----- RECORDS -----

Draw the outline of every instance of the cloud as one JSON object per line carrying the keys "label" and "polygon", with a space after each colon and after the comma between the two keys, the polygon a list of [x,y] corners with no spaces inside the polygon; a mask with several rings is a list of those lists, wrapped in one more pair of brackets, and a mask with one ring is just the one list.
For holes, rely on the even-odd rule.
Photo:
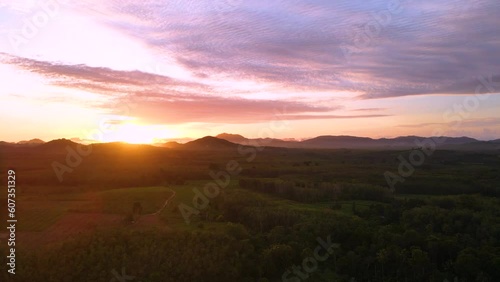
{"label": "cloud", "polygon": [[[294,90],[356,91],[362,99],[473,94],[477,76],[500,76],[498,1],[466,10],[457,0],[400,2],[402,12],[362,48],[356,37],[388,1],[126,1],[107,6],[105,21],[199,76]],[[342,46],[356,47],[351,60]]]}
{"label": "cloud", "polygon": [[171,90],[196,89],[208,91],[210,87],[195,82],[181,81],[167,76],[142,71],[118,71],[87,65],[67,65],[10,56],[0,53],[0,61],[37,73],[54,85],[66,86],[97,93],[116,94],[123,90],[168,86]]}
{"label": "cloud", "polygon": [[355,112],[379,112],[379,111],[385,111],[387,110],[386,108],[361,108],[361,109],[354,109],[352,111]]}
{"label": "cloud", "polygon": [[[324,113],[334,110],[331,107],[310,106],[291,101],[248,100],[199,95],[154,100],[144,99],[144,96],[131,95],[120,100],[119,103],[133,105],[132,114],[144,122],[164,124],[187,122],[254,123],[276,119],[276,116],[281,116],[282,113]],[[323,116],[329,118],[329,115]],[[301,119],[311,119],[311,117],[304,116]]]}
{"label": "cloud", "polygon": [[[211,86],[141,71],[117,71],[86,65],[64,65],[3,54],[0,60],[40,74],[58,86],[99,93],[99,107],[114,115],[133,116],[152,124],[255,123],[289,120],[381,117],[333,115],[339,106],[314,106],[289,100],[250,100],[218,96]],[[111,102],[109,102],[111,100]],[[124,109],[126,109],[124,111]],[[112,120],[119,124],[122,120]]]}

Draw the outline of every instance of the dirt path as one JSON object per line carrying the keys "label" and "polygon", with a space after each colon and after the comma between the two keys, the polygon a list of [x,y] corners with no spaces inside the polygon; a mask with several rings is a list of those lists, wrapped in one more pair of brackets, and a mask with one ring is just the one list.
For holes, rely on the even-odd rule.
{"label": "dirt path", "polygon": [[154,213],[150,213],[150,214],[146,214],[146,215],[157,215],[157,214],[160,214],[160,213],[161,213],[161,212],[162,212],[162,211],[163,211],[163,210],[167,207],[168,202],[169,202],[169,201],[170,201],[173,197],[175,197],[175,194],[176,194],[176,192],[175,192],[174,190],[172,190],[172,189],[169,189],[169,190],[172,192],[172,195],[171,195],[171,196],[170,196],[170,197],[169,197],[169,198],[165,201],[165,204],[163,204],[163,206],[162,206],[159,210],[157,210],[156,212],[154,212]]}
{"label": "dirt path", "polygon": [[163,206],[161,208],[159,208],[154,213],[149,213],[149,214],[145,214],[145,215],[140,216],[133,223],[133,226],[136,226],[138,228],[147,227],[147,226],[162,226],[164,223],[160,219],[159,215],[167,207],[170,200],[172,200],[176,194],[176,192],[174,190],[171,190],[171,189],[169,189],[169,190],[172,192],[172,195],[170,197],[168,197],[168,199],[165,200],[165,203],[163,204]]}
{"label": "dirt path", "polygon": [[[147,228],[151,226],[164,226],[164,222],[159,215],[167,207],[168,203],[175,197],[176,192],[169,189],[172,195],[165,200],[165,203],[156,212],[140,216],[134,224],[136,228]],[[27,248],[44,246],[51,243],[64,241],[66,238],[79,236],[83,233],[91,233],[101,227],[123,226],[123,215],[104,213],[76,213],[68,212],[56,223],[44,231],[18,231],[17,238],[21,246]],[[7,232],[0,232],[0,243],[7,240]]]}

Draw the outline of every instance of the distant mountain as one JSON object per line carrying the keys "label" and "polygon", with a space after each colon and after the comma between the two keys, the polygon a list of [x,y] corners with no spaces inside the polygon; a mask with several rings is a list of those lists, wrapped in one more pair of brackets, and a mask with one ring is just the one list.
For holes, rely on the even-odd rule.
{"label": "distant mountain", "polygon": [[[151,153],[156,154],[162,151],[160,146],[153,146],[150,144],[130,144],[127,142],[108,142],[108,143],[94,143],[91,149],[92,153],[107,154],[109,152],[126,152],[134,154]],[[86,150],[82,149],[82,150]]]}
{"label": "distant mountain", "polygon": [[296,140],[282,140],[277,138],[246,138],[239,134],[221,133],[216,136],[219,139],[224,139],[232,143],[254,146],[254,147],[284,147],[284,148],[300,148],[300,144]]}
{"label": "distant mountain", "polygon": [[215,137],[217,137],[219,139],[227,140],[229,142],[238,143],[238,144],[241,144],[241,143],[249,140],[248,138],[245,138],[239,134],[229,134],[229,133],[221,133]]}
{"label": "distant mountain", "polygon": [[[236,149],[240,144],[246,146],[266,146],[280,148],[302,148],[302,149],[378,149],[378,150],[407,150],[422,146],[429,146],[429,142],[438,142],[435,145],[440,149],[449,150],[500,150],[500,139],[491,141],[479,141],[470,137],[420,137],[420,136],[400,136],[395,138],[373,139],[369,137],[357,137],[348,135],[323,135],[302,141],[282,140],[276,138],[246,138],[239,134],[222,133],[213,136],[205,136],[200,139],[181,144],[175,141],[166,143],[156,143],[155,147],[170,149],[188,150],[223,150]],[[68,139],[57,139],[43,142],[40,139],[9,143],[0,141],[0,147],[6,150],[16,148],[36,148],[50,152],[63,152],[67,146],[76,148],[79,143]],[[96,149],[116,149],[116,148],[139,148],[126,143],[101,143],[93,144]],[[142,145],[149,146],[149,145]]]}
{"label": "distant mountain", "polygon": [[43,144],[43,146],[48,148],[48,147],[52,147],[52,146],[76,145],[76,144],[78,144],[78,143],[73,142],[73,141],[66,139],[66,138],[61,138],[61,139],[51,140],[51,141]]}
{"label": "distant mountain", "polygon": [[315,138],[297,141],[297,140],[281,140],[275,138],[255,138],[249,139],[241,135],[219,134],[219,138],[228,141],[249,146],[268,146],[268,147],[284,147],[284,148],[362,148],[367,146],[378,146],[380,142],[367,137],[355,136],[318,136]]}
{"label": "distant mountain", "polygon": [[[307,148],[307,149],[411,149],[421,147],[418,142],[427,142],[429,140],[443,140],[443,143],[436,144],[437,147],[445,149],[467,149],[472,148],[489,149],[491,146],[481,145],[474,138],[470,137],[420,137],[420,136],[400,136],[396,138],[373,139],[369,137],[357,137],[348,135],[324,135],[303,141],[281,140],[270,138],[249,139],[237,134],[223,133],[217,135],[233,143],[239,143],[250,146],[269,146],[285,148]],[[418,141],[418,142],[417,142]],[[496,143],[498,140],[488,141]]]}
{"label": "distant mountain", "polygon": [[185,144],[189,141],[193,141],[195,138],[191,137],[183,137],[183,138],[162,138],[162,139],[155,139],[155,142],[153,143],[154,146],[158,147],[165,147],[165,144],[169,143],[178,143],[178,144]]}
{"label": "distant mountain", "polygon": [[177,149],[177,148],[181,148],[183,144],[179,143],[179,142],[175,142],[175,141],[170,141],[170,142],[167,142],[167,143],[163,143],[163,144],[155,144],[155,146],[158,146],[158,147],[165,147],[165,148],[170,148],[170,149]]}
{"label": "distant mountain", "polygon": [[300,142],[305,148],[361,148],[375,146],[379,142],[368,137],[318,136]]}
{"label": "distant mountain", "polygon": [[480,141],[474,138],[462,136],[462,137],[446,137],[446,141],[444,143],[447,145],[455,145],[455,144],[462,145],[474,142],[480,142]]}
{"label": "distant mountain", "polygon": [[1,147],[10,147],[10,146],[14,146],[15,144],[14,143],[9,143],[9,142],[5,142],[5,141],[0,141],[0,146]]}
{"label": "distant mountain", "polygon": [[19,141],[19,142],[17,142],[16,144],[17,144],[17,145],[37,146],[37,145],[44,144],[44,143],[45,143],[45,141],[40,140],[40,139],[38,139],[38,138],[35,138],[35,139],[31,139],[31,140],[23,140],[23,141]]}
{"label": "distant mountain", "polygon": [[75,143],[71,140],[68,139],[56,139],[49,141],[47,143],[43,143],[37,147],[37,149],[44,150],[44,151],[51,151],[51,152],[56,152],[56,151],[65,151],[66,147],[70,146],[71,148],[76,148],[80,144]]}
{"label": "distant mountain", "polygon": [[40,139],[31,139],[31,140],[23,140],[19,142],[5,142],[0,141],[0,146],[9,146],[9,147],[32,147],[38,146],[40,144],[44,144],[45,142]]}
{"label": "distant mountain", "polygon": [[236,149],[238,144],[229,142],[224,139],[220,139],[213,136],[205,136],[200,139],[196,139],[186,144],[182,145],[182,149],[190,149],[190,150],[224,150],[224,149]]}
{"label": "distant mountain", "polygon": [[72,147],[73,149],[77,149],[78,143],[72,142],[67,139],[57,139],[52,140],[50,142],[43,142],[40,139],[32,139],[29,141],[20,141],[17,143],[8,143],[0,141],[0,148],[12,152],[12,153],[20,153],[35,150],[37,152],[42,153],[67,153],[67,146]]}

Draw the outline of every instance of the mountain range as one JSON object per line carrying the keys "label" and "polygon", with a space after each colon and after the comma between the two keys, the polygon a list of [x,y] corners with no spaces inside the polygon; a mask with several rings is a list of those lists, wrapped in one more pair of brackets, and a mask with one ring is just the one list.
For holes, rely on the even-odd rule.
{"label": "mountain range", "polygon": [[[124,144],[115,142],[117,144]],[[1,147],[39,147],[45,150],[56,150],[68,145],[76,146],[68,139],[57,139],[44,142],[40,139],[9,143],[0,141]],[[113,143],[114,144],[114,143]],[[104,144],[103,144],[104,145]],[[383,149],[402,150],[420,147],[436,146],[440,149],[454,150],[500,150],[500,139],[490,141],[480,141],[470,137],[420,137],[420,136],[400,136],[396,138],[373,139],[357,136],[332,136],[324,135],[305,140],[283,140],[277,138],[246,138],[238,134],[222,133],[215,137],[205,136],[200,139],[186,142],[167,142],[155,144],[157,147],[186,150],[225,150],[235,149],[239,145],[255,147],[282,147],[282,148],[302,148],[302,149]]]}
{"label": "mountain range", "polygon": [[346,135],[324,135],[302,141],[275,138],[246,138],[238,134],[222,133],[216,136],[233,143],[251,146],[269,146],[304,149],[411,149],[432,146],[446,149],[491,150],[500,148],[500,139],[480,141],[470,137],[421,137],[400,136],[396,138],[373,139]]}

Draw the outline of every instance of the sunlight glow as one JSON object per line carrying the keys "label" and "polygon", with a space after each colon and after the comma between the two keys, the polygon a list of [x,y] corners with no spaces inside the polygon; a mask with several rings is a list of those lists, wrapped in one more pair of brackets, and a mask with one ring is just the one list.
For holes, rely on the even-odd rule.
{"label": "sunlight glow", "polygon": [[127,122],[117,125],[103,136],[103,142],[126,142],[131,144],[152,144],[158,139],[177,137],[178,132],[160,125],[141,125]]}

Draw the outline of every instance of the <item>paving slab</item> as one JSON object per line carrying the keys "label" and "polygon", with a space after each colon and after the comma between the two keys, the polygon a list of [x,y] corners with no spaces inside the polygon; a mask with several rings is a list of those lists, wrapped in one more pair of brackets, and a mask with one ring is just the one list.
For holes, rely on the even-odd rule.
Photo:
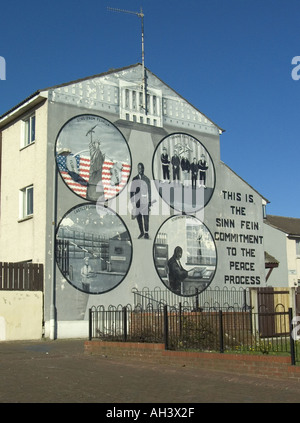
{"label": "paving slab", "polygon": [[300,400],[300,383],[293,380],[94,356],[84,352],[84,342],[0,342],[0,403],[98,403],[112,410],[112,404]]}

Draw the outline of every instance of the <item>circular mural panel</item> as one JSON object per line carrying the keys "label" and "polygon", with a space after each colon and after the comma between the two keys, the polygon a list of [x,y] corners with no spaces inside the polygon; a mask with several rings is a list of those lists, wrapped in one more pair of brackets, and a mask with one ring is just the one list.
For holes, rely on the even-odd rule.
{"label": "circular mural panel", "polygon": [[183,213],[194,213],[211,199],[215,169],[206,148],[188,134],[165,137],[156,147],[153,178],[160,196]]}
{"label": "circular mural panel", "polygon": [[111,122],[96,115],[75,116],[62,127],[56,162],[67,186],[89,201],[115,197],[131,170],[125,138]]}
{"label": "circular mural panel", "polygon": [[214,240],[207,227],[188,215],[170,217],[158,230],[154,264],[162,282],[178,295],[204,291],[217,266]]}
{"label": "circular mural panel", "polygon": [[119,285],[132,257],[129,232],[107,207],[92,203],[71,209],[56,231],[56,262],[80,291],[102,294]]}

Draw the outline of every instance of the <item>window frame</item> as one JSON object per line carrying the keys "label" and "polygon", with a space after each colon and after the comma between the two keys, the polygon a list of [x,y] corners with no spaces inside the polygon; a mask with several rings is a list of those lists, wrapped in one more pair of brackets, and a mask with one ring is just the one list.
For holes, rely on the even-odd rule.
{"label": "window frame", "polygon": [[19,219],[28,219],[33,217],[34,212],[34,187],[28,185],[19,191]]}
{"label": "window frame", "polygon": [[36,115],[35,112],[22,120],[21,148],[35,143]]}
{"label": "window frame", "polygon": [[300,239],[296,239],[296,257],[300,258]]}

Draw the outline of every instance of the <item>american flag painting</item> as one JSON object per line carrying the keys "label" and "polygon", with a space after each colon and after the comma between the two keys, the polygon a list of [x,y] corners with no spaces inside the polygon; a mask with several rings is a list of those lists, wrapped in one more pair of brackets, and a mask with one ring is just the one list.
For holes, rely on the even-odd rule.
{"label": "american flag painting", "polygon": [[[72,191],[80,195],[83,198],[86,198],[87,185],[86,183],[89,180],[90,174],[90,158],[82,155],[74,156],[76,159],[77,169],[79,170],[79,178],[72,178],[70,172],[67,168],[67,157],[66,156],[56,156],[58,168],[61,176],[63,177],[66,184],[70,187]],[[130,175],[130,165],[128,163],[120,163],[120,181],[119,184],[115,185],[112,180],[112,168],[115,163],[110,160],[105,160],[102,168],[102,184],[104,188],[105,199],[109,200],[115,197],[127,184],[128,178]],[[74,175],[73,175],[74,176]],[[82,178],[82,179],[81,179]],[[76,181],[76,180],[77,181]],[[81,180],[81,183],[80,183]]]}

-----

[EXERCISE DIRECTIONS]: Set down, word for word and with no other lines, the listing from the line marked by "Draw the outline of every instance of the <item>window" through its final line.

[SOLUTION TO THE EXERCISE]:
Draw the outline of every instance of the <item>window frame</item> as one JSON object per line carrying the keys "label" and "polygon", with a space after each colon and after the comma between the two keys, the polygon a list of [x,y] corners with no spaces inside the polygon; a mask with several rings is a list of those lists, wrapped in one more pair of brackets, and a mask with one ring is just the one list.
For holes, rely on the even-odd rule.
{"label": "window frame", "polygon": [[19,219],[28,219],[33,217],[34,212],[34,187],[28,185],[19,191]]}
{"label": "window frame", "polygon": [[36,115],[35,112],[22,120],[21,148],[35,143]]}
{"label": "window frame", "polygon": [[300,239],[296,239],[296,257],[300,258]]}

Draw the outline of every instance of the <item>american flag painting</item> as one JSON object per line carrying the keys "label" and "polygon", with a space after each colon and after the comma between the two keys, the polygon a list of [x,y] corners with no spaces inside the polygon; a mask with several rings is a list of those lists, wrapped in one more pair of brackets, and a mask with one ring is just the one list.
For holes, rely on the even-odd rule.
{"label": "american flag painting", "polygon": [[[72,191],[80,195],[83,198],[86,198],[87,185],[86,183],[89,180],[90,174],[90,158],[82,155],[74,156],[76,159],[77,169],[79,170],[79,178],[72,178],[70,172],[67,168],[67,157],[66,156],[56,156],[58,168],[61,176],[63,177],[66,184],[70,187]],[[130,175],[130,165],[128,163],[120,163],[120,181],[119,184],[115,185],[112,180],[112,168],[115,163],[110,160],[105,160],[102,168],[102,184],[104,188],[105,199],[109,200],[115,197],[127,184],[128,178]],[[74,175],[73,175],[74,176]],[[82,178],[82,179],[81,179]],[[76,181],[76,180],[77,181]],[[81,180],[81,183],[80,183]]]}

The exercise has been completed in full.